Records excerpted from a collection:

┄┄┄┄┄┄┄┄┄┄┄┄┄┄┄┄┄┄┄┄

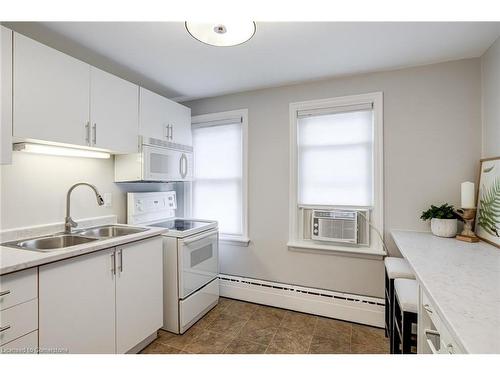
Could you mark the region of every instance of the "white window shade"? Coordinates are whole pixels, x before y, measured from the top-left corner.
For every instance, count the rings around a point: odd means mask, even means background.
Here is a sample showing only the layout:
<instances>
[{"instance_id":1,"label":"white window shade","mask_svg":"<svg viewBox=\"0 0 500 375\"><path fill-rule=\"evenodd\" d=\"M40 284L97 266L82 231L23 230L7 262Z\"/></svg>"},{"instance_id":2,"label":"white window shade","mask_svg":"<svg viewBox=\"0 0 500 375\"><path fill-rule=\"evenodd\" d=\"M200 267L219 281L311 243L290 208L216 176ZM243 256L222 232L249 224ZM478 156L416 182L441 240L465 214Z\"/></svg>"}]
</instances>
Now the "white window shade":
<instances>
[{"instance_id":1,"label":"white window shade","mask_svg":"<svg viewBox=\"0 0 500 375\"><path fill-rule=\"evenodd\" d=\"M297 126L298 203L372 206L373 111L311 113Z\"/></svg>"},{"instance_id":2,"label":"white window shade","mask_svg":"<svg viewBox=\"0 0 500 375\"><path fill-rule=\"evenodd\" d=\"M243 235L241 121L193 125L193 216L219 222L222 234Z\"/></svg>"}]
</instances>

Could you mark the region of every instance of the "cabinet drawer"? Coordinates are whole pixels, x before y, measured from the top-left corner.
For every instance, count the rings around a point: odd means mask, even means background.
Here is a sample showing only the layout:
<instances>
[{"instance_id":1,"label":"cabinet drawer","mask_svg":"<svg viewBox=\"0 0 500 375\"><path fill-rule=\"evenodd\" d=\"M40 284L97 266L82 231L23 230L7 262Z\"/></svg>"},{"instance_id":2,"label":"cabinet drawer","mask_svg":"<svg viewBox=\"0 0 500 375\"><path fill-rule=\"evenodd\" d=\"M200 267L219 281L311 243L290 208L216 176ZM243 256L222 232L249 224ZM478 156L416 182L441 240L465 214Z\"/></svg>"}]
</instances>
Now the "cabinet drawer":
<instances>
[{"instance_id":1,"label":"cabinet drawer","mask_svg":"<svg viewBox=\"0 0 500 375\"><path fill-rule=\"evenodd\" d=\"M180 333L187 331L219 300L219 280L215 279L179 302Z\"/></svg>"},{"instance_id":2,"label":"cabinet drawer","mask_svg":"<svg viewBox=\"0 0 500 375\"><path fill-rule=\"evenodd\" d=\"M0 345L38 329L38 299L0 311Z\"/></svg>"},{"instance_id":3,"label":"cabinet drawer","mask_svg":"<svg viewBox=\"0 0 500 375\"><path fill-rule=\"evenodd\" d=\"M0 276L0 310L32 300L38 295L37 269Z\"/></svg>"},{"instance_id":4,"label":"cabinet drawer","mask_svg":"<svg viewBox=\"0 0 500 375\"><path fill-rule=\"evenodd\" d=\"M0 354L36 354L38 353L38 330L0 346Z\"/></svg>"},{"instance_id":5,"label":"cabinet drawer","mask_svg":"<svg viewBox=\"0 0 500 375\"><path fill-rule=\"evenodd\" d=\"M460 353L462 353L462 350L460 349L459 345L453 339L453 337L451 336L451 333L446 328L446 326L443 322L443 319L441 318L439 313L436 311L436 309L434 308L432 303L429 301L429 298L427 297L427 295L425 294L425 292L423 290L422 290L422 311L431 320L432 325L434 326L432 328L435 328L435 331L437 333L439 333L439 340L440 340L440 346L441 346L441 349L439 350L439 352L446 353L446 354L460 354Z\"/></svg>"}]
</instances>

┄┄┄┄┄┄┄┄┄┄┄┄┄┄┄┄┄┄┄┄

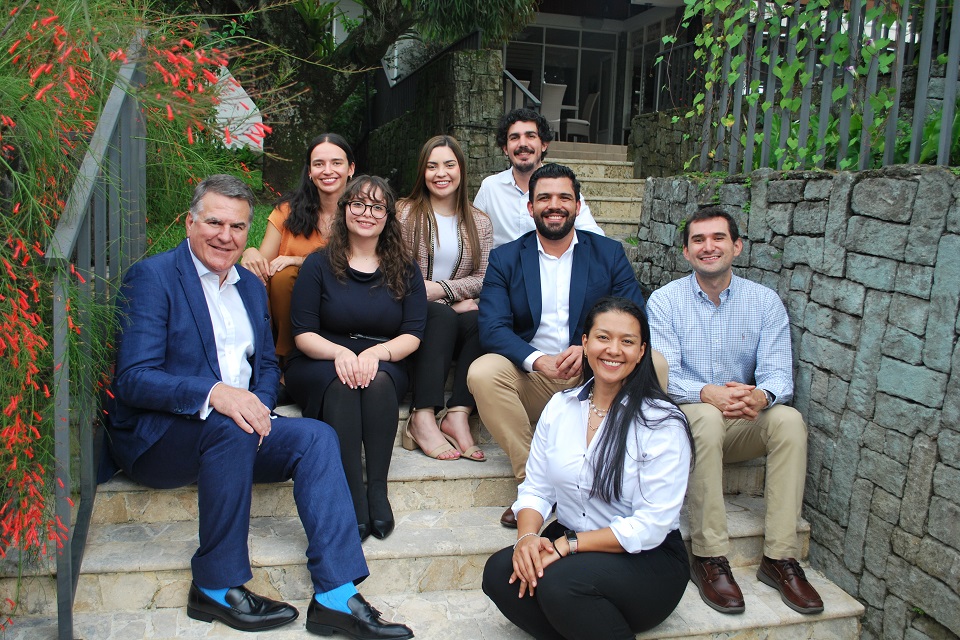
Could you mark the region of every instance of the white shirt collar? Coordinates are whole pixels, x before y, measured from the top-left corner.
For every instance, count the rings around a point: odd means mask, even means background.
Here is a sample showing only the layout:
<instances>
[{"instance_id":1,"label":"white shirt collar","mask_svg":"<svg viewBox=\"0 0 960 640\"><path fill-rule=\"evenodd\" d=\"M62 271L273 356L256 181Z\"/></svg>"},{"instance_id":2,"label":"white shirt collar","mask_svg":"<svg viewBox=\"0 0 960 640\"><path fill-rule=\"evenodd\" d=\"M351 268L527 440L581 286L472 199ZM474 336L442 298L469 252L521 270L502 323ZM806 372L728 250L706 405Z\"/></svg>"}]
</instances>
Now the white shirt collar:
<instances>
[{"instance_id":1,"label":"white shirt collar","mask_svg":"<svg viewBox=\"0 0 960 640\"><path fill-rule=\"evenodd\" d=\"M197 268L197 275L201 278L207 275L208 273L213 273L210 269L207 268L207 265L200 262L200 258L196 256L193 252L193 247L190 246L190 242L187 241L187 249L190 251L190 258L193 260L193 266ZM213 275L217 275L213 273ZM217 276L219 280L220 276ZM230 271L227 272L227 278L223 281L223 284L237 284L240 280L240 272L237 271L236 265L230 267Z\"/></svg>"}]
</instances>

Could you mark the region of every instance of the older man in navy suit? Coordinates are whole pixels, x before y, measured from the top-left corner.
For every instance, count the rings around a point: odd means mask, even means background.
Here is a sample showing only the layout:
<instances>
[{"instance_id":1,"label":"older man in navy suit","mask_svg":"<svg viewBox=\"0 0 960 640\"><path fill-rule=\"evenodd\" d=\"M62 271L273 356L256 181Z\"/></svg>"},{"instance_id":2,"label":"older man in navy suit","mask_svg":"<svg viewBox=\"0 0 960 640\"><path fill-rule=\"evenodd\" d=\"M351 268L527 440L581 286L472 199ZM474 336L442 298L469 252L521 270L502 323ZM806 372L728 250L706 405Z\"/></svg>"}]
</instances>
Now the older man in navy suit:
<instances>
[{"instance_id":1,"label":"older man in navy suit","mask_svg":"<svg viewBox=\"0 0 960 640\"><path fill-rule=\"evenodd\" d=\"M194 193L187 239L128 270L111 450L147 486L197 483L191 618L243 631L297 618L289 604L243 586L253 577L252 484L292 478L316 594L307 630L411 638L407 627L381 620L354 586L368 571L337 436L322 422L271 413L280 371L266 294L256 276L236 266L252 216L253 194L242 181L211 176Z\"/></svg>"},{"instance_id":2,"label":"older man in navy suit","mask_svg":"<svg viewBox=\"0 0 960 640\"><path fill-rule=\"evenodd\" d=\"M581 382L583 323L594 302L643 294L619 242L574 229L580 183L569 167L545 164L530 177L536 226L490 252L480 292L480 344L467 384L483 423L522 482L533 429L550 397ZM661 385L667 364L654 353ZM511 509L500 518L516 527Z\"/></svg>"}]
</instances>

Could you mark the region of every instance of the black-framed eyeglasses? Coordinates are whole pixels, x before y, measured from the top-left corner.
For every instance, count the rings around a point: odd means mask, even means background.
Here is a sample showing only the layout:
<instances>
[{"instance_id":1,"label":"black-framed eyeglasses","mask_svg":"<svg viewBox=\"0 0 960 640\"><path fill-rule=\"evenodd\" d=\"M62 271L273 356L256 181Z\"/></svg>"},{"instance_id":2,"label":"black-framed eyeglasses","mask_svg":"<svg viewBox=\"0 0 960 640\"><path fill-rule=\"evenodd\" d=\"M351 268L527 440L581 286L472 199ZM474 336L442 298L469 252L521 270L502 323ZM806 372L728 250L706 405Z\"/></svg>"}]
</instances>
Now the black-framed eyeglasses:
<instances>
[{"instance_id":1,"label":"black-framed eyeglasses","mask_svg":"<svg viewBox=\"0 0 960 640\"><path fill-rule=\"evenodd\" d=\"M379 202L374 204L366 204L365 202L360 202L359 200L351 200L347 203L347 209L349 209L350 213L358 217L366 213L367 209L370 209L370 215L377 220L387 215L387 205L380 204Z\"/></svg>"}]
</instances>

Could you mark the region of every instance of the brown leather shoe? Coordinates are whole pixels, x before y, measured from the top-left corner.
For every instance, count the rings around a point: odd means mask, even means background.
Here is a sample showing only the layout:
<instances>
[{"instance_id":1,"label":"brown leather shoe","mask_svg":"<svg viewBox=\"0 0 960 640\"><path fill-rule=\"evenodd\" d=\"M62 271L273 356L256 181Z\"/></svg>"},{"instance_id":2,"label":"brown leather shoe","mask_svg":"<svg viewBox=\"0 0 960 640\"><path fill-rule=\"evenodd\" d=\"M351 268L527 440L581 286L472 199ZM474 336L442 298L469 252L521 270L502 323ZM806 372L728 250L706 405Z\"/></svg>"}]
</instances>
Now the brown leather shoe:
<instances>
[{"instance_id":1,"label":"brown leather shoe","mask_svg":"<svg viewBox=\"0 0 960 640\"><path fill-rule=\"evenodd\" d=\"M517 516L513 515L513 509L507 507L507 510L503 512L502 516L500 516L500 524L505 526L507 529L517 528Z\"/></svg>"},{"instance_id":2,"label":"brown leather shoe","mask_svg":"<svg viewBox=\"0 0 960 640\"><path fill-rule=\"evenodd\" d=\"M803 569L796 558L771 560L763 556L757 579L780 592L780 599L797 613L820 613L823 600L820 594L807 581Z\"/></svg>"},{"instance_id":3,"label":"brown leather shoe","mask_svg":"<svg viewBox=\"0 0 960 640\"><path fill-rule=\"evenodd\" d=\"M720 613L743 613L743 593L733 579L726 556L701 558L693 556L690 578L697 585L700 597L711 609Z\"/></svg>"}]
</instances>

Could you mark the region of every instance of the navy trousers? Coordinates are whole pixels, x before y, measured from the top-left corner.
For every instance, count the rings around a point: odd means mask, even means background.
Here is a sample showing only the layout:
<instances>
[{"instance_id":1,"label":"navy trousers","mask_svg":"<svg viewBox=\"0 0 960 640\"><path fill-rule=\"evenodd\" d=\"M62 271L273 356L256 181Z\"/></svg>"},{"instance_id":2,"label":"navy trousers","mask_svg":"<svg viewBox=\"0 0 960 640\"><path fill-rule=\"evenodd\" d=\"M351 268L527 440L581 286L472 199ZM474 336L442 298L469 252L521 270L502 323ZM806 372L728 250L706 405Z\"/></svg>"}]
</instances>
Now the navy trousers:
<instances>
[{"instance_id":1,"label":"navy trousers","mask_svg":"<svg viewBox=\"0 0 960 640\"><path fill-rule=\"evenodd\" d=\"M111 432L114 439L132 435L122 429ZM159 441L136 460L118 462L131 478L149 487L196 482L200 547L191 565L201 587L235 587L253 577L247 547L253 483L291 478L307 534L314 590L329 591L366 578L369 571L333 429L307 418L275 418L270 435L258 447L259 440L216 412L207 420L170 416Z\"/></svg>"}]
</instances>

┄┄┄┄┄┄┄┄┄┄┄┄┄┄┄┄┄┄┄┄

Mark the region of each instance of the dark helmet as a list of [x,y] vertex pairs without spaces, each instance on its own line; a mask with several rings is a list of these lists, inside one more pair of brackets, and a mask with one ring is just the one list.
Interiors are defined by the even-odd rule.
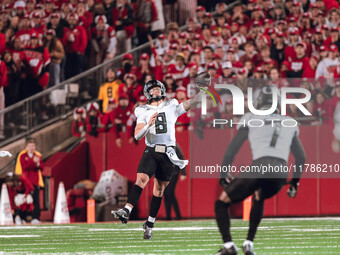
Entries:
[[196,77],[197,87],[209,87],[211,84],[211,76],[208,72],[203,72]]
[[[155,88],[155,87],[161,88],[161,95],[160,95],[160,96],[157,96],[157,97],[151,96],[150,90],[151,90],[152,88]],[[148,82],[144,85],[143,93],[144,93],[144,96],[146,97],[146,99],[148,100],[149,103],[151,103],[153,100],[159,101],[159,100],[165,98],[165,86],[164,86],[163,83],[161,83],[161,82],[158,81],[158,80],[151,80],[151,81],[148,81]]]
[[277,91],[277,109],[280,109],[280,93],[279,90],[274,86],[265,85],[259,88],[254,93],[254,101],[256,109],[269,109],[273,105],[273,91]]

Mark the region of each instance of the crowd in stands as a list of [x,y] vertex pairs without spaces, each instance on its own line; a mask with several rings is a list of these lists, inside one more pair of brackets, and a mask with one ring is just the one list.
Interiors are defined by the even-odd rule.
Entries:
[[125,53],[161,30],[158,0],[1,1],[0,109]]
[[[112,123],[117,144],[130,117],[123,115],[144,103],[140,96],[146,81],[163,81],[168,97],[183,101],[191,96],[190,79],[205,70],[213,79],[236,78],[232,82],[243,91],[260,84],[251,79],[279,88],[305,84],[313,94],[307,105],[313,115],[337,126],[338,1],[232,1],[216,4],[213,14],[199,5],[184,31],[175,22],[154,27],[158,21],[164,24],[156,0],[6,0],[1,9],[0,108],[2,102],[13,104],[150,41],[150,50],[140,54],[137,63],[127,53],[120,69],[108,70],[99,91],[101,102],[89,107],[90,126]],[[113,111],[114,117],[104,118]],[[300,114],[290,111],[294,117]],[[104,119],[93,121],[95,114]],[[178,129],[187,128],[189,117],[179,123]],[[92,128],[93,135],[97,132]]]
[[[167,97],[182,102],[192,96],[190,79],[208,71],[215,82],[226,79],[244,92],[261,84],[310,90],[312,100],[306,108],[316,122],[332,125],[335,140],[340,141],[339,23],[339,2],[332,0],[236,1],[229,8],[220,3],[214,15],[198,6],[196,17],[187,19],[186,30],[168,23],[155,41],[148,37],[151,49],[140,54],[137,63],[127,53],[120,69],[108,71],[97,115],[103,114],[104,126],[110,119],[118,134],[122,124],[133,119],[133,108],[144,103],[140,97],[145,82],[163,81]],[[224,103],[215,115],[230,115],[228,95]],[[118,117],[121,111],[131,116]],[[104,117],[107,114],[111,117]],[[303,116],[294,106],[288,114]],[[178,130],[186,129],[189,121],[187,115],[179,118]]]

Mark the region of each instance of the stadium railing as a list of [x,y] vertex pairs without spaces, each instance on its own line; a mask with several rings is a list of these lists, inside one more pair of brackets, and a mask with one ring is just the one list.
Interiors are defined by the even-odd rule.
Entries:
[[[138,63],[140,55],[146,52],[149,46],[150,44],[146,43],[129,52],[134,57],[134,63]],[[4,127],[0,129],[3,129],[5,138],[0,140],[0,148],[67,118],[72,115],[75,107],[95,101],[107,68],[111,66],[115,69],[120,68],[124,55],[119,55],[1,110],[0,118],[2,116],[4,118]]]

┄┄┄┄┄┄┄┄┄┄┄┄┄┄┄┄┄┄┄┄

### What to work on
Go through the records above. Copy each line in which the string "pair" appears.

### Result for this task
Mark the region of each instance of the dark helmet as a list of [x,y] vertex pairs without spaces, each instance on its own line; a mask with several rings is a list of these lists, inside one more pair of brackets, and a mask with one ring is just the one list.
Mark the region of each instance of the crowd in stands as a list of [x,y] vertex pairs without spaces, each instance on its own line; a mask with several rings is a list of these lists, inside one more pair of brackets, and a mask with one ring is just the one list.
Mark the region of each instance of the stadium railing as a list of [x,y] vertex pairs without spaces, each instance on its own line; a mask with several rings is a list of these lists, inside one more pair of brackets, and a mask with one ring is just the one list.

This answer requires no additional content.